**Exercises to complete**
[1] Transcribe the stretch of the passage on Votes for Women from "What was to" through "appearance of rebellion.".
[2] In the passage on Votes for Women, who was to support Mr. Churchill at the Liberal rally in the Free Trade Hall?
[3] Resume the passage on Votes for Women, picking up after its last sentence.

**Text passage**

A short while after this it was announced that there would be a great Liberal rally in the Free Trade Hall, Manchester, as a preparation for the much desired General Election. Mr. Churchill was to be supported by another prospective Minister, Sir Edward Grey.
What was to be done about Votes for Women? Who was to do it? The Militant Policy was then decided upon. It was not really “militant,” except in so far as the methods of dealing with the question were changed, and a change in policy always has the appearance of rebellion.
The great difference between the old method and the new lay in the changing of a word. The old school said, “Are you in favour of women having the vote ?” the new school said, “Will you give us the vote?”
Aspiring politicians could answer the old school; none would answer the new school. The wisest among them saw the cleverness of the change, but pretended otherwise. They knew that it was the only way to win the vote; they must have known!
Christabel Pankhurst decided that she and I would go to the Free Trade Hall meeting, wait until question time (quite a legitimate way of getting answers to problems perplexing voters), then rise and put this question to Mr. Churchill: “If you are elected, will you do your best to make Woman Suffrage a Government Measure?” Instinctively she knew that the question would never be answered, for two reasons: had he said Yes, the Cabinet would have practically been committed to carry it out; had he said No, the Liberal women would have pricked up their ears. Cabinet Ministers knew this; that was what made all the trouble. For the first time one single word from them was the only thing asked for — “Yes” or “No.” Again the very simplicity of the case made it frightfully difficult for the average politician, the average voter, and the average party woman, to understand.

**Excerpted records**
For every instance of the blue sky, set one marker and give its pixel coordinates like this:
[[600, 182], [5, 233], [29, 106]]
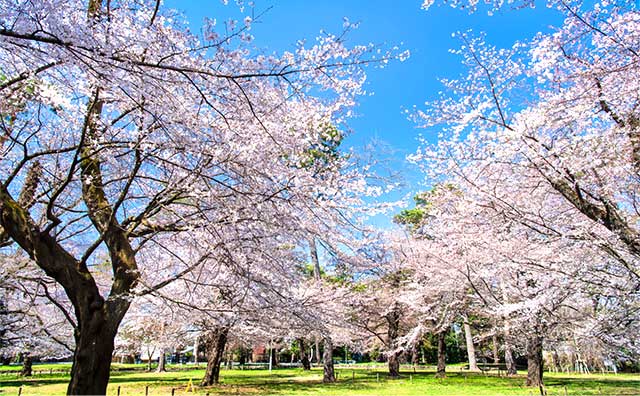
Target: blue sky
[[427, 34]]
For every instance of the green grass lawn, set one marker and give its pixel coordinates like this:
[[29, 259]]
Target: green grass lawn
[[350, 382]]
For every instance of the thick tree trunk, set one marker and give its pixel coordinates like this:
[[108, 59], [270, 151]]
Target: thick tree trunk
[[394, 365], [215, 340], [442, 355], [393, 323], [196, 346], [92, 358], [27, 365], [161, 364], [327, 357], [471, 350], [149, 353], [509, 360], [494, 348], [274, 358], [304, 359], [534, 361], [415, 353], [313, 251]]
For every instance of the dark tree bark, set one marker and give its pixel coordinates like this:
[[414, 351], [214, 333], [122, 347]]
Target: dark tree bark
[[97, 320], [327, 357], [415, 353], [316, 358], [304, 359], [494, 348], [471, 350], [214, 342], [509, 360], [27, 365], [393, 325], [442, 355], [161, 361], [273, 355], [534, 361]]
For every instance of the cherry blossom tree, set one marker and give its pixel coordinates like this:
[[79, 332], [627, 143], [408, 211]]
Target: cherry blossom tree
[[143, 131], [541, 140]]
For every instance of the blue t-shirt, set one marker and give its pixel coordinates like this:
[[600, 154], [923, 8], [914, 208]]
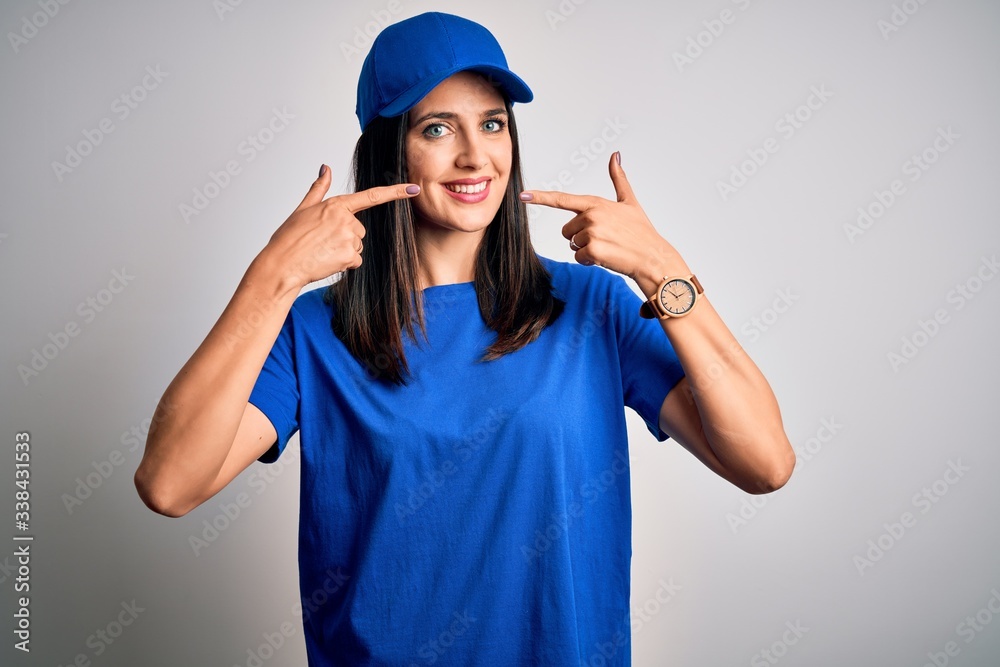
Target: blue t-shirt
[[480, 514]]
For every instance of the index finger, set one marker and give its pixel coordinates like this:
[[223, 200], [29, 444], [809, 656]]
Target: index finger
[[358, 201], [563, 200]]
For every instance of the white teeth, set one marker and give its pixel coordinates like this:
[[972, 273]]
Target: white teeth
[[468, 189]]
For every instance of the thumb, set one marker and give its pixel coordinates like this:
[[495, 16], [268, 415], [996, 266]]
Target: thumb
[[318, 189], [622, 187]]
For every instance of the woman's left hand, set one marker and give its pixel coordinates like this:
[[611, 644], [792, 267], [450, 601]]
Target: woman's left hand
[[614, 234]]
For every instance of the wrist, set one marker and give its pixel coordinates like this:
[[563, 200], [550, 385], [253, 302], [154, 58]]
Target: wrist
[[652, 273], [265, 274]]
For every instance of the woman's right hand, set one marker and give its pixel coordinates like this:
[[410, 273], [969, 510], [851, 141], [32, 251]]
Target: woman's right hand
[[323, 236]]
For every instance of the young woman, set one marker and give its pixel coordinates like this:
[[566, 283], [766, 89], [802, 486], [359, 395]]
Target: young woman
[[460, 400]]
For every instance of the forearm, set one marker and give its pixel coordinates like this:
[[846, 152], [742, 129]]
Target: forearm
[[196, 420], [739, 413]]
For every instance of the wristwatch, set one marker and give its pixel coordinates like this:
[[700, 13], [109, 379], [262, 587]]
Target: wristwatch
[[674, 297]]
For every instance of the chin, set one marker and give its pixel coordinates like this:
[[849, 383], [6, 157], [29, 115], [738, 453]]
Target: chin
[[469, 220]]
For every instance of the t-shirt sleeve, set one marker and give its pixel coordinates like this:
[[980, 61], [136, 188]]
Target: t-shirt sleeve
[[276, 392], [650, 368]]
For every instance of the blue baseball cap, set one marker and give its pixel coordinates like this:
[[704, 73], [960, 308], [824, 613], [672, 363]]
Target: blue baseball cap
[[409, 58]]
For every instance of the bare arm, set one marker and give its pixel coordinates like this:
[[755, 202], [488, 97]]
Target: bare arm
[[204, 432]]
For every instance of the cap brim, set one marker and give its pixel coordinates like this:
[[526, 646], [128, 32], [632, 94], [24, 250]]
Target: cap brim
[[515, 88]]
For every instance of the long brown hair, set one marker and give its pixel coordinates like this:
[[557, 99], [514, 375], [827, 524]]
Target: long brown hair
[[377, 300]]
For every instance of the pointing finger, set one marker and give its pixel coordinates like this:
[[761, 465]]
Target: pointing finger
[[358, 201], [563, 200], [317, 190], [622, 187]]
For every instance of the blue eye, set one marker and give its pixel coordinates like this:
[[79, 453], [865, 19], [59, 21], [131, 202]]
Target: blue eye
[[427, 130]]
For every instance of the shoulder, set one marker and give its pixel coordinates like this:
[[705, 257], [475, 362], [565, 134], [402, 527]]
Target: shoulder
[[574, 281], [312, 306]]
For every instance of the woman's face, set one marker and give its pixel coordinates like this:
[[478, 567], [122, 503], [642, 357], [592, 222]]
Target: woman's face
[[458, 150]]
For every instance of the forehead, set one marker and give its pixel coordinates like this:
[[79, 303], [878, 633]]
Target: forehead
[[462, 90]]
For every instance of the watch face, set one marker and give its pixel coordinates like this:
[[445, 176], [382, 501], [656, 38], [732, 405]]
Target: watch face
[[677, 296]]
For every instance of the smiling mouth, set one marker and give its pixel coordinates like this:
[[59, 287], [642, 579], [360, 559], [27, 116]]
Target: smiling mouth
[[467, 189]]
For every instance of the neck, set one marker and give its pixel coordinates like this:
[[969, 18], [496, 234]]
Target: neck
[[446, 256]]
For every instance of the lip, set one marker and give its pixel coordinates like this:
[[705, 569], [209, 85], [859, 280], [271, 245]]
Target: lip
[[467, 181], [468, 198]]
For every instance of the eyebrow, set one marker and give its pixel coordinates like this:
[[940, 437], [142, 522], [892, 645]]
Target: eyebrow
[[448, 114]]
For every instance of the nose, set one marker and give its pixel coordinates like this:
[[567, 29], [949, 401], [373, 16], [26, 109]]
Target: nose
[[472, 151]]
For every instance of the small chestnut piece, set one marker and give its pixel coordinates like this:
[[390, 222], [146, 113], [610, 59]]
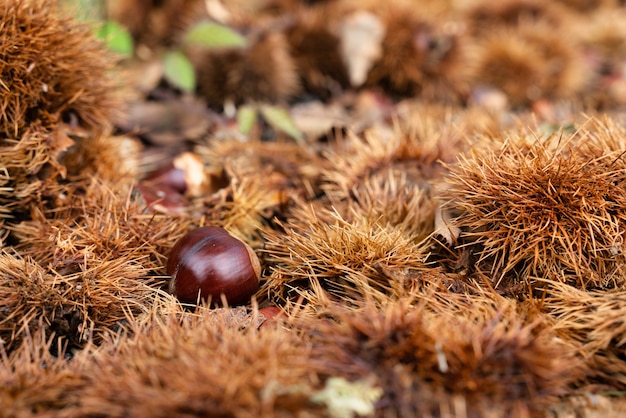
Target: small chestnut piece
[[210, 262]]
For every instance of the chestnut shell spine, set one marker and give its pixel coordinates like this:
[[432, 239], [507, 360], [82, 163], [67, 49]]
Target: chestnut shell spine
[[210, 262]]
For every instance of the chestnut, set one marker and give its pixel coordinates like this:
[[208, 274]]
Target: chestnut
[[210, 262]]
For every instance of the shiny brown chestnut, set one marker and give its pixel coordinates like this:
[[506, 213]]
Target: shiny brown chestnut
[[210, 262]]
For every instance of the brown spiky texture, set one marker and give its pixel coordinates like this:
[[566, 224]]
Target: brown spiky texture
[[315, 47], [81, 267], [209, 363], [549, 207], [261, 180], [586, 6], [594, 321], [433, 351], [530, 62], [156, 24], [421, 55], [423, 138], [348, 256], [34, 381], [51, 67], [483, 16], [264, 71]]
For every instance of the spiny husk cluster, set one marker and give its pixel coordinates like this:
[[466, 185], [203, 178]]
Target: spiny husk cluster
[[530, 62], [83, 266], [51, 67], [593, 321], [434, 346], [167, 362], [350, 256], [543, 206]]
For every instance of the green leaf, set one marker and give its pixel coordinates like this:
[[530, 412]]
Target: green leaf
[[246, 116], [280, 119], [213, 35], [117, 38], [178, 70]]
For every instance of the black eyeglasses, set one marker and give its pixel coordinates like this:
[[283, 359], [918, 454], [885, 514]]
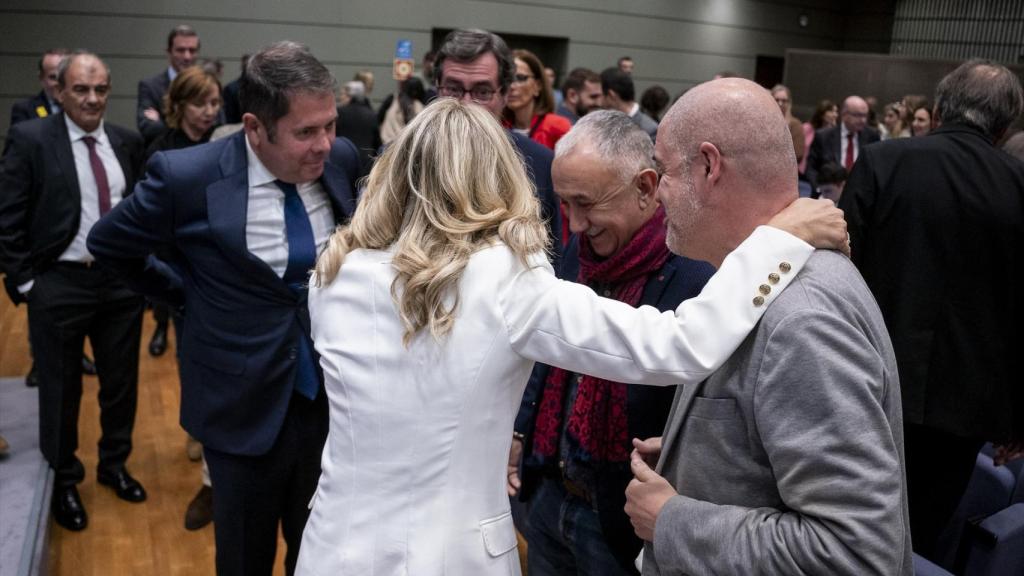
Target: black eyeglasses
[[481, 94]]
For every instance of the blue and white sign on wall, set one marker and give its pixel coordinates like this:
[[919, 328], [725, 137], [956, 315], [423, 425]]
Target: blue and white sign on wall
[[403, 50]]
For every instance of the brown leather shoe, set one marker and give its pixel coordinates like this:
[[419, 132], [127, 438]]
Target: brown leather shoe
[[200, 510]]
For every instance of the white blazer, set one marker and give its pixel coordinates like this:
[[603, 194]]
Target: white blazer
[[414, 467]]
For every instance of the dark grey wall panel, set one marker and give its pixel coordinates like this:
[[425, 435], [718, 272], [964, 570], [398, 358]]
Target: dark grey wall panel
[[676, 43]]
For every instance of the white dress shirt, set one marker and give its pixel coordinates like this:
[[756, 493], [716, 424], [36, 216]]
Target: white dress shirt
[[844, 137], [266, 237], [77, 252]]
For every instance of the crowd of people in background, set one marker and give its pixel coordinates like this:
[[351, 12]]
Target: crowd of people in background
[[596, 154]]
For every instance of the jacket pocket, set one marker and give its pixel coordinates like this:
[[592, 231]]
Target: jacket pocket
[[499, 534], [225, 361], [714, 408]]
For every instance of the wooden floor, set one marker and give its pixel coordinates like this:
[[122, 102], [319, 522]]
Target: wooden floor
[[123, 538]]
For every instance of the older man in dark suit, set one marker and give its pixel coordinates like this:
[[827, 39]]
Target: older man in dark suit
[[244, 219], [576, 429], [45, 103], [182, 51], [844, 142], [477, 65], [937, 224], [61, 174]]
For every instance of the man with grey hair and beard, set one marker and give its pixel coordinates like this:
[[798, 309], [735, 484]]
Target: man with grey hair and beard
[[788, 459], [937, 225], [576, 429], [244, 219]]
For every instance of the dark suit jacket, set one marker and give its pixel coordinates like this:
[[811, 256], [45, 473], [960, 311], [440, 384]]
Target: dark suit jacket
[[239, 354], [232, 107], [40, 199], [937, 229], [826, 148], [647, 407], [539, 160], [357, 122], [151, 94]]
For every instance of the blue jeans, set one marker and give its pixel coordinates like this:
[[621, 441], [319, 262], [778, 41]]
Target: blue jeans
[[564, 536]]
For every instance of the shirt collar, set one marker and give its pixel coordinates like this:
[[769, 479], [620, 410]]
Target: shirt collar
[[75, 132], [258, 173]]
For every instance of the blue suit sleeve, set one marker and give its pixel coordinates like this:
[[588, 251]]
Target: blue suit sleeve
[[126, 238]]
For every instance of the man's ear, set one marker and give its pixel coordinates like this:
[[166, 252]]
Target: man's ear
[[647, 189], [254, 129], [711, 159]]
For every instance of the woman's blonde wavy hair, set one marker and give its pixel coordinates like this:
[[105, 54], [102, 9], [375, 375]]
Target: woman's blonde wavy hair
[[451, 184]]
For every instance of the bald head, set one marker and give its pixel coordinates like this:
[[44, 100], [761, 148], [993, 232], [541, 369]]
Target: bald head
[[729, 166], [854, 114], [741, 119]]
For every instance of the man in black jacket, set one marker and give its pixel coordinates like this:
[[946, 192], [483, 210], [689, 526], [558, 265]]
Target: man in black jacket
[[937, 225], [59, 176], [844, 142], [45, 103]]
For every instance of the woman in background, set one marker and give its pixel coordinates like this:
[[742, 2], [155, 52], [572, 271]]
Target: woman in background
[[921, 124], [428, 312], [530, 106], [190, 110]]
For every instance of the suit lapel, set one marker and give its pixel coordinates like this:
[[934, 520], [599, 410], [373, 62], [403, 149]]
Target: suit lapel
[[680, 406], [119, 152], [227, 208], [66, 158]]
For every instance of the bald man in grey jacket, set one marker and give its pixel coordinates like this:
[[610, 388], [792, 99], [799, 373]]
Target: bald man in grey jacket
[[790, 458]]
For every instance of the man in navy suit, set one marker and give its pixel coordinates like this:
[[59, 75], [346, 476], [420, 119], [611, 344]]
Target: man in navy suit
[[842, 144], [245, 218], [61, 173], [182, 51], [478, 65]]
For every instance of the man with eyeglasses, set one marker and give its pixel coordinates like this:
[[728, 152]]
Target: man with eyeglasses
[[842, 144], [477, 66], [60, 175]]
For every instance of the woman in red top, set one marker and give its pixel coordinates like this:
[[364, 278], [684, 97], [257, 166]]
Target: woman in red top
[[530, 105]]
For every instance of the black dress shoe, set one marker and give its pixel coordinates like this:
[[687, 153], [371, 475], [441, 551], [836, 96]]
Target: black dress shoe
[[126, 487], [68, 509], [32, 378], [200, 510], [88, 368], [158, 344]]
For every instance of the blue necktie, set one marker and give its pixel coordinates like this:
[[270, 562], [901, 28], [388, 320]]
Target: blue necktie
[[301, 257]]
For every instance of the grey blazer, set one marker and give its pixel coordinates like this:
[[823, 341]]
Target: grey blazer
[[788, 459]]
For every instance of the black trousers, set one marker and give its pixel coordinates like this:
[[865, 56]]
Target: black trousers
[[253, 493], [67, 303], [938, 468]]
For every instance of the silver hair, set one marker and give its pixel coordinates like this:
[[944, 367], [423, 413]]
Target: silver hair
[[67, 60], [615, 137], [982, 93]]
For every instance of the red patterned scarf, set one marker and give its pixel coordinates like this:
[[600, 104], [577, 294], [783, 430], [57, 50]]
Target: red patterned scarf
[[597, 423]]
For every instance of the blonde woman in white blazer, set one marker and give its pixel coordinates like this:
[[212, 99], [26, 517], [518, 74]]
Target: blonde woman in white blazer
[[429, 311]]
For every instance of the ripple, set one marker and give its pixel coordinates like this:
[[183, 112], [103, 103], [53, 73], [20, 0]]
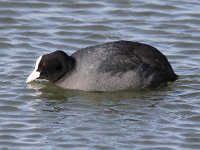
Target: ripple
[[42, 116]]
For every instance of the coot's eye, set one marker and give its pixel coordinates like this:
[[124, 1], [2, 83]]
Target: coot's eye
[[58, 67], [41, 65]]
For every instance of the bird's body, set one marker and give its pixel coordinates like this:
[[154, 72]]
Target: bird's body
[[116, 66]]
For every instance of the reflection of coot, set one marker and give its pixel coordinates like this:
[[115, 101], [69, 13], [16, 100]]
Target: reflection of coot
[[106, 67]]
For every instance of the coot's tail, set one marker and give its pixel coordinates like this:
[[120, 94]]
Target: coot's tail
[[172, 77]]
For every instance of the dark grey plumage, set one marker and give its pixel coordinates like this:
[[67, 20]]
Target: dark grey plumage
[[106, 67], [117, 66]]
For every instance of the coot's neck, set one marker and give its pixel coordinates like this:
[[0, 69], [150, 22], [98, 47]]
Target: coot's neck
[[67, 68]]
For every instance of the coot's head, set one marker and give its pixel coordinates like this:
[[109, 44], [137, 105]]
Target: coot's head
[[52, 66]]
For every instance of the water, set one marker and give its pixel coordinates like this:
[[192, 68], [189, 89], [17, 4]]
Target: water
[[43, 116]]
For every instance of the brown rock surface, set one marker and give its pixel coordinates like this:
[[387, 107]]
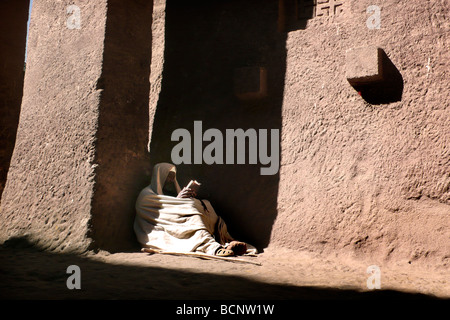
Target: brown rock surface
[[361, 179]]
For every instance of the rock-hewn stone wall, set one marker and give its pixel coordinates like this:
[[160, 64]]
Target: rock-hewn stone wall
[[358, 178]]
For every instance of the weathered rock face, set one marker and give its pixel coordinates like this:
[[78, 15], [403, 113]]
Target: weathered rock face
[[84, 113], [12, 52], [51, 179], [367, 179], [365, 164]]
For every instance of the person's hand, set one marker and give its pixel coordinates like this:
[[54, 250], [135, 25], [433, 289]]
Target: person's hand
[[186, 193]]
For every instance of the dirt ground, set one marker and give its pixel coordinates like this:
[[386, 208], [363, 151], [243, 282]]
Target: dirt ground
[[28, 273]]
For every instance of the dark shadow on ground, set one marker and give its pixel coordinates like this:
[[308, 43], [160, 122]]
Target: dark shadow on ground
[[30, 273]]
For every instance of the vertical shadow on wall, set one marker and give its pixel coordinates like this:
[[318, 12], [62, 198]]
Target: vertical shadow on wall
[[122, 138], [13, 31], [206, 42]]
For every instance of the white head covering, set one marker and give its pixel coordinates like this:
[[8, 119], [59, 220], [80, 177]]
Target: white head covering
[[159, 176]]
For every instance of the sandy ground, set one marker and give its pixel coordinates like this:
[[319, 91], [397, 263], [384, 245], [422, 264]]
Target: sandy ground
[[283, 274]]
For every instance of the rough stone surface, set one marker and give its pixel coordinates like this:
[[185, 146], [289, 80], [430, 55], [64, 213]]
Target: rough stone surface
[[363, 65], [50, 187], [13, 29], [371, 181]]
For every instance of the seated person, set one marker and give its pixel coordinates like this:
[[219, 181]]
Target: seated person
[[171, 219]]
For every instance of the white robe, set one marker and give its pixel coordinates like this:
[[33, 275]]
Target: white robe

**Final results**
[1]
What was to be done about Votes for Women? Who was to do it? The Militant Policy was then decided upon. It was not really “militant,” except in so far as the methods of dealing with the question were changed, and a change in policy always has the appearance of rebellion.

[2] Sir Edward Grey.

[3]
We made a banner, and inscribed on it the new war cry, “Votes for Women,” and we decided if we were not answered, to stand up and unfurl the banner, so that all could see that the question that had been put was one on Votes for Women. We went to the meeting, listened very attentively to the speeches, and at the end questions were asked, some Labour men putting questions about the unemployed.
They were answered. Then I rose and put mine. No reply. The chairman asked for other questions. I rose again, and was pulled down by two enthusiastic Liberals behind me.
We then unfurled the flag. That was enough. The little speck of cloud gathered, which afterwards covered the whole political horizon, only to be dispersed by a greater, blacker, denser cloud taking its place — the war-cloud of 1914.
There was no answer to our question, and the strong arms of Liberal stewards dragged us from the meeting and literally flung us out of doors. This created a sensation. A great part of the audience followed. I addressed them. At least I made an effort to do so, but before I had explained what had happened I found myself in custody and being marched off between two policemen. The strange thing was that I had not the least fear. I did not feel ashamed at the crowds seeing me marched off. I had indeed started a new life. My admiration for Christabel and my belief in what I was doing kept me calm and determined.
CHAPTER V
SENTENCED TO THREE DAYS’ IMPRISONMENT IN STRANGEWAYS GAOL
On the following day, October 14th, 1905, we put in an appearance at the court, and were found guilty of obstruction. The court procedure did not impress me in the least, though I had a little strange quivering sensation when I heard the magistrate sentencing me to three days’ imprisonment, with the option of a fine of 5s. with costs. It was no doubt thought by the authorities that the fine would be paid and all would be over and soon forgotten.
But Christabel Pankhurst’s mind did not work on those lines. One thing she did not wish, and that was that the episode should be forgotten. The bait had been strong enough; the Press had bitten; the night’s catch was rich in the extreme. The very extremity of abuse, criticism, and condemnation hurled at us by the morning Press for such an inoffensive protest as that which we had made the previous night at the Free Trade Hall meeting, was in itself a sign that astute parliamentarians realized that we knew what we were about. As the question was not a party question we were treated with hostility by the Press of both political parties — the party Press invariably joins forces against non-party measures.
The court was crowded. Manchester was excited. The name of Pankhurst being well known in the city, the case was interesting to the people. Not only Manchester was roused, but the whole country read about the episode in the morning papers.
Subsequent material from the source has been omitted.